++++ SUPPLIED RECORDS

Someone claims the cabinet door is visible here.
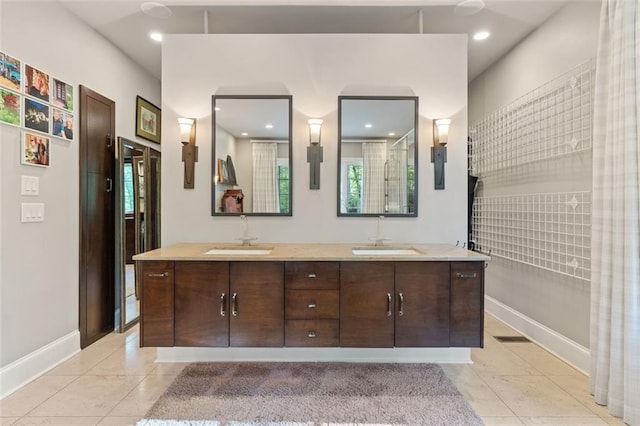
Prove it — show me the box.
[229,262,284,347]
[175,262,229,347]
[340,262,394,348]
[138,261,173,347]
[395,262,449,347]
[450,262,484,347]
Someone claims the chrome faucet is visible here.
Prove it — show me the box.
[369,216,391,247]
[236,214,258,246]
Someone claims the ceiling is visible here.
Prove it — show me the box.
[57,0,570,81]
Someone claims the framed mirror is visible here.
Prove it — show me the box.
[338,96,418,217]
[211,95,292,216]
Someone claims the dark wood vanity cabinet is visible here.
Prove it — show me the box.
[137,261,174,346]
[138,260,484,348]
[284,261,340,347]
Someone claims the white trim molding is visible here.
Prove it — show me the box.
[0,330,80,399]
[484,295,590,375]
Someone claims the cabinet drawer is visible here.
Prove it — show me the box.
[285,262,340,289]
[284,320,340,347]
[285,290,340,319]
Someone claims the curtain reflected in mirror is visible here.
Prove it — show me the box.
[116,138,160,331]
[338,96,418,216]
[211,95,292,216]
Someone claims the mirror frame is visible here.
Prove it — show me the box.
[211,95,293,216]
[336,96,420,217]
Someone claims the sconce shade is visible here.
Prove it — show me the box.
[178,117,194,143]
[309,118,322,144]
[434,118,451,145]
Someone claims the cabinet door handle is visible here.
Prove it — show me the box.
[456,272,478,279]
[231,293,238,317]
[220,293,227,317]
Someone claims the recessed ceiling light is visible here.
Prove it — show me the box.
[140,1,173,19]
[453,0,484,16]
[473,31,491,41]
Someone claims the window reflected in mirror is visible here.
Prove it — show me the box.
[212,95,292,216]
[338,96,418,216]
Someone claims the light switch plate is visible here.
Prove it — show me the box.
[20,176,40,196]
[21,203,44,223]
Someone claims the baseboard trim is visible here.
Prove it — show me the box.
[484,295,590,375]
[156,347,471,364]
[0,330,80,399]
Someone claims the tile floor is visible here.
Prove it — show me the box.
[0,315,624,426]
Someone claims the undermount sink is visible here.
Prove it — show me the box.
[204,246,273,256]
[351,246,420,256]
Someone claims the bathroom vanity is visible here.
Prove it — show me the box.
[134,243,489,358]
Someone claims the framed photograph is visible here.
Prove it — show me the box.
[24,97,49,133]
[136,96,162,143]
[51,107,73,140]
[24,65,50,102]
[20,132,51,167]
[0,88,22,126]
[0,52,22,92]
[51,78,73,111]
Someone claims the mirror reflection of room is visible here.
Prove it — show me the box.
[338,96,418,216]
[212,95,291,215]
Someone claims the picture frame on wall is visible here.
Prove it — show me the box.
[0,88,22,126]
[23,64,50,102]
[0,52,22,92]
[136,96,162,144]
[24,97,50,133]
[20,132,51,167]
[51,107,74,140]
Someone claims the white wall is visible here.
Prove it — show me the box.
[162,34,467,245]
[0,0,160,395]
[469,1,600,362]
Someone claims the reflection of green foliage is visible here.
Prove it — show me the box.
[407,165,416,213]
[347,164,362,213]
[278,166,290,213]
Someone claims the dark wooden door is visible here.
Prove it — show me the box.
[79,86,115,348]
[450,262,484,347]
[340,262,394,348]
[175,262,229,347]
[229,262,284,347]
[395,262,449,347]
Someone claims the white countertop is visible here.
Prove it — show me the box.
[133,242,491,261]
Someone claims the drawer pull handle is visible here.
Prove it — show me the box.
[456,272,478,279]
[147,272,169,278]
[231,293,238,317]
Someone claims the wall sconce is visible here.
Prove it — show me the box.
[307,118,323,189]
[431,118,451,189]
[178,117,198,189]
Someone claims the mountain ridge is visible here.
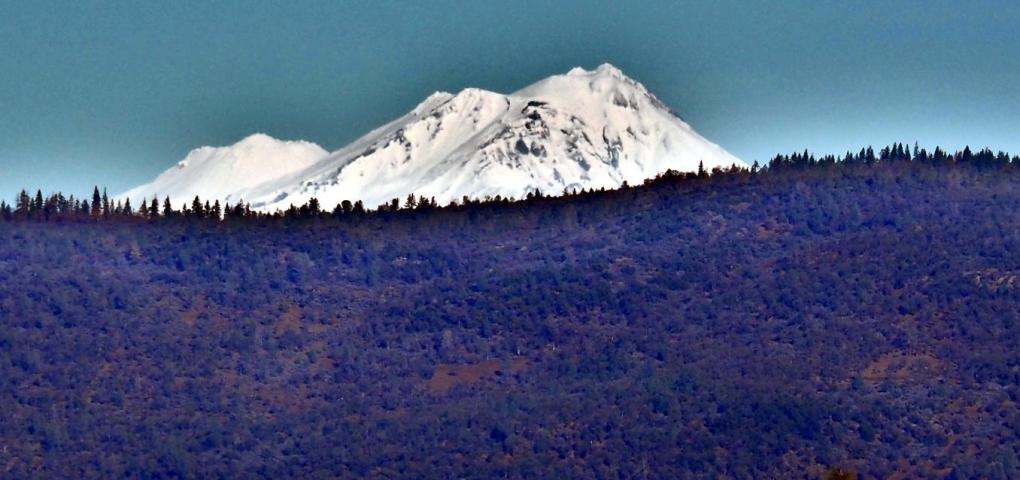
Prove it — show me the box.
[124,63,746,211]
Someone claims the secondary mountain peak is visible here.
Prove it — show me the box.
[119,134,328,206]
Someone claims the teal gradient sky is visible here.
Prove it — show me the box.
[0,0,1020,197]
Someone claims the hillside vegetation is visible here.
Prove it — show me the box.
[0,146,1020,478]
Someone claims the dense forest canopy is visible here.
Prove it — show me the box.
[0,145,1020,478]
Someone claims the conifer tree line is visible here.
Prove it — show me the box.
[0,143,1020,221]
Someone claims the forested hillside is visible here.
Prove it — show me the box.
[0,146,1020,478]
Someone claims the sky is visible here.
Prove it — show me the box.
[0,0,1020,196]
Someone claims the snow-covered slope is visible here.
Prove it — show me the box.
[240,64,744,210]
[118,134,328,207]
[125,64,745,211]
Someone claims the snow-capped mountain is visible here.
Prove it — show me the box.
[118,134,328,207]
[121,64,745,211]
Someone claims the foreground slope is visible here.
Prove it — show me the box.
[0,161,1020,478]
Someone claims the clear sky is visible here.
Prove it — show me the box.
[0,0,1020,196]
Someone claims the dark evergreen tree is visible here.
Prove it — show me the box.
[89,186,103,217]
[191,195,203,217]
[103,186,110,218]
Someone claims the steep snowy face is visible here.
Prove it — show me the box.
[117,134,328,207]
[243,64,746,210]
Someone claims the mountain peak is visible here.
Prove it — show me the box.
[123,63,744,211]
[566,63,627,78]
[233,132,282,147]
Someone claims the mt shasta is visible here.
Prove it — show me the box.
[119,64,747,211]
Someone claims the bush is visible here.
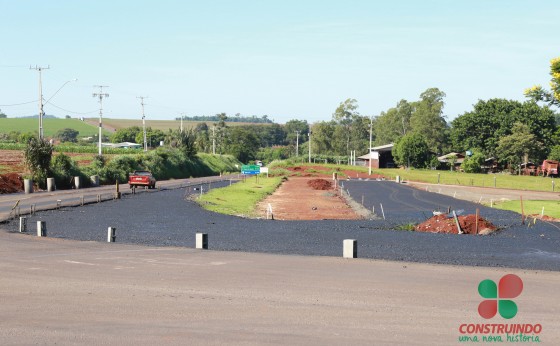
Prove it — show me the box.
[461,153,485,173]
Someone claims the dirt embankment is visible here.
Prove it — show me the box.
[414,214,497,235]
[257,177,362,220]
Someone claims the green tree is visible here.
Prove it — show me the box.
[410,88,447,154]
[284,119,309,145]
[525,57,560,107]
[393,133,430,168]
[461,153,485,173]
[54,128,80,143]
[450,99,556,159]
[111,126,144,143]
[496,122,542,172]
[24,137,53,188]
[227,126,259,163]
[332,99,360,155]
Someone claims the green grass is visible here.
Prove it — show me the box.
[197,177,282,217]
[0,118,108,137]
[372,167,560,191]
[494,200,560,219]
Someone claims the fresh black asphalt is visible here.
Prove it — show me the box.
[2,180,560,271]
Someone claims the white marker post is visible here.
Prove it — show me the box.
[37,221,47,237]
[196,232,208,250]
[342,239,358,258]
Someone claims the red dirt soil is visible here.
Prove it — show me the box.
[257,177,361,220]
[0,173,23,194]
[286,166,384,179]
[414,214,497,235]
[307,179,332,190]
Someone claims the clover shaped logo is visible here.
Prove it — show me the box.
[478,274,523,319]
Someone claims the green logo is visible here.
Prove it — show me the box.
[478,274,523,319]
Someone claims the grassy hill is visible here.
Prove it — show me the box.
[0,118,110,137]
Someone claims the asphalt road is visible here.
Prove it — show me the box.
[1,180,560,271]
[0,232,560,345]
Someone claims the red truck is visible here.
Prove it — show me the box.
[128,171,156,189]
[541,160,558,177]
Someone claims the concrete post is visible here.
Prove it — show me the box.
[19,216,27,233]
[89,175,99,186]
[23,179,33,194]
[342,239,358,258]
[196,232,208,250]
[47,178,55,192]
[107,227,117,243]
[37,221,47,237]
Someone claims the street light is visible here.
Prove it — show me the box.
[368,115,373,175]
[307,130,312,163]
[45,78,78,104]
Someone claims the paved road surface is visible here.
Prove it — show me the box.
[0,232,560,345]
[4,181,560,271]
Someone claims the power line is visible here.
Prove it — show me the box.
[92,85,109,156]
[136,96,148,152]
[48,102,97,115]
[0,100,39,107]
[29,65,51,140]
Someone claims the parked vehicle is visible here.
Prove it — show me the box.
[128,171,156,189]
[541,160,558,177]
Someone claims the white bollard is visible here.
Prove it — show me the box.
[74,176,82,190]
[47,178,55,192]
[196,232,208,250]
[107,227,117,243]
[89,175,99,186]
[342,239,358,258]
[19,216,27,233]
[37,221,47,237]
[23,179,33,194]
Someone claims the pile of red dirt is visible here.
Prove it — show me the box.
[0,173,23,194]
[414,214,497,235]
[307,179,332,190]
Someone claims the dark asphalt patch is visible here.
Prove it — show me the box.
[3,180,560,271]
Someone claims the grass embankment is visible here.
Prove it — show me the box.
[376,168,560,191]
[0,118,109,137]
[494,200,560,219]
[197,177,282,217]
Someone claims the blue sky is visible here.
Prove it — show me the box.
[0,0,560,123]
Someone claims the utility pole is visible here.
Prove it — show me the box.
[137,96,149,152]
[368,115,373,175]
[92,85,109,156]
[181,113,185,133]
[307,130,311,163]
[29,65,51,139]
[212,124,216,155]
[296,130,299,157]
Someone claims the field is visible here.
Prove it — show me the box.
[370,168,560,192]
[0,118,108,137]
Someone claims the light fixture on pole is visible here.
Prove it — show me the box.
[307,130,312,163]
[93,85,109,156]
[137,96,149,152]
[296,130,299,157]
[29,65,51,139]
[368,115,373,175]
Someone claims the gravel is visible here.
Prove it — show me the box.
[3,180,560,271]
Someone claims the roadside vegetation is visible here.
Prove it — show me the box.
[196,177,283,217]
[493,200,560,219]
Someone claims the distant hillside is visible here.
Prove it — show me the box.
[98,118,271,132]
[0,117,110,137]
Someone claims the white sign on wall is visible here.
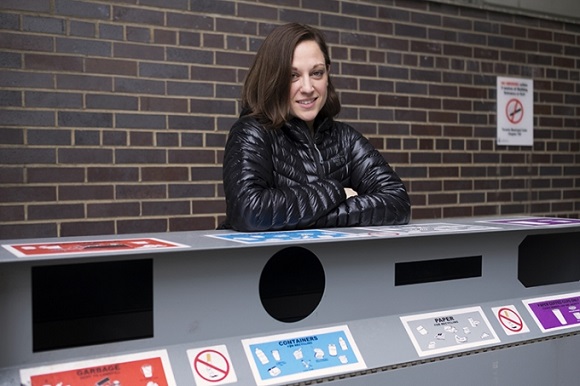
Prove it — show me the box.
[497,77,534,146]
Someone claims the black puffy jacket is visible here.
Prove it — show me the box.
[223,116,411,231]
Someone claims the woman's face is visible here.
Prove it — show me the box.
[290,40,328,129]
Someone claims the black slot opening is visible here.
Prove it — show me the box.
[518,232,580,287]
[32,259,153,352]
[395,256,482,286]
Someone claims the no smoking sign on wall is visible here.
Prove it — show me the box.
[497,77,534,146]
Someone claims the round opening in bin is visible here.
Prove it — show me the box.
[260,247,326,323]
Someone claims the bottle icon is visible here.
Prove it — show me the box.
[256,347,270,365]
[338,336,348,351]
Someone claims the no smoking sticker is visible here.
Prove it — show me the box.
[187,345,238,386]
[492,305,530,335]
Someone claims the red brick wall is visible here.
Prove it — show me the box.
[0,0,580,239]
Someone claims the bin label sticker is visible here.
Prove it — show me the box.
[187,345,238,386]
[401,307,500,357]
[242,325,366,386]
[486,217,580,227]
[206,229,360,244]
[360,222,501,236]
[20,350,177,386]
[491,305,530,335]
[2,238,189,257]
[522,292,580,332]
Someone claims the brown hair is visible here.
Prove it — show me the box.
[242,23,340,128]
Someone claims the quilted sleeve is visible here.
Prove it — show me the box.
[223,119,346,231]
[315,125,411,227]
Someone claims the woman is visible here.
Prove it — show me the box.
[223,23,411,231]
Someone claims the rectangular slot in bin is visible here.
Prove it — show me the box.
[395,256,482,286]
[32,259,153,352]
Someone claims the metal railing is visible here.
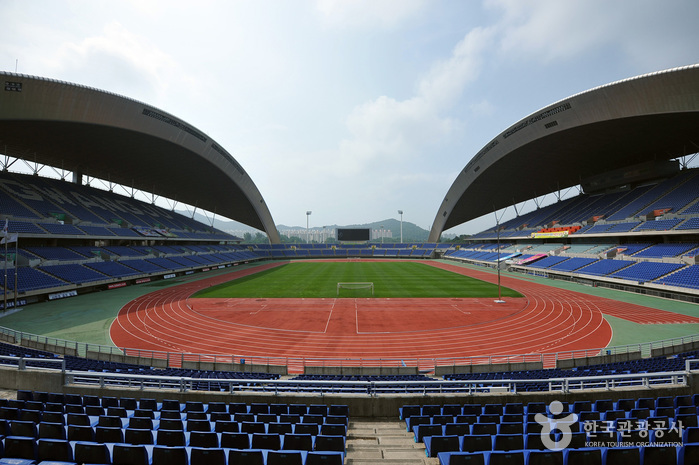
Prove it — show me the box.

++++++++

▸ **TASK BRIEF**
Rewrite everything from the start of the rows down to the line containing "[57,0,570,81]", with "chrome faucet" replaced by "metal faucet" and nothing else changed. Leave the pictures out.

▸ **RESULT FOR THIS EXERCISE**
Someone claims the cabinet door is visible here.
Prove it — show me the box.
[229,262,284,347]
[175,262,229,347]
[340,262,394,348]
[138,261,173,347]
[395,262,449,347]
[450,262,484,347]
Someone claims the metal faucet is visible here.
Prove it — show me the box.
[369,216,391,247]
[236,214,258,246]
Someone claims the ceiling is visible here.
Prove it — show me the box.
[57,0,570,81]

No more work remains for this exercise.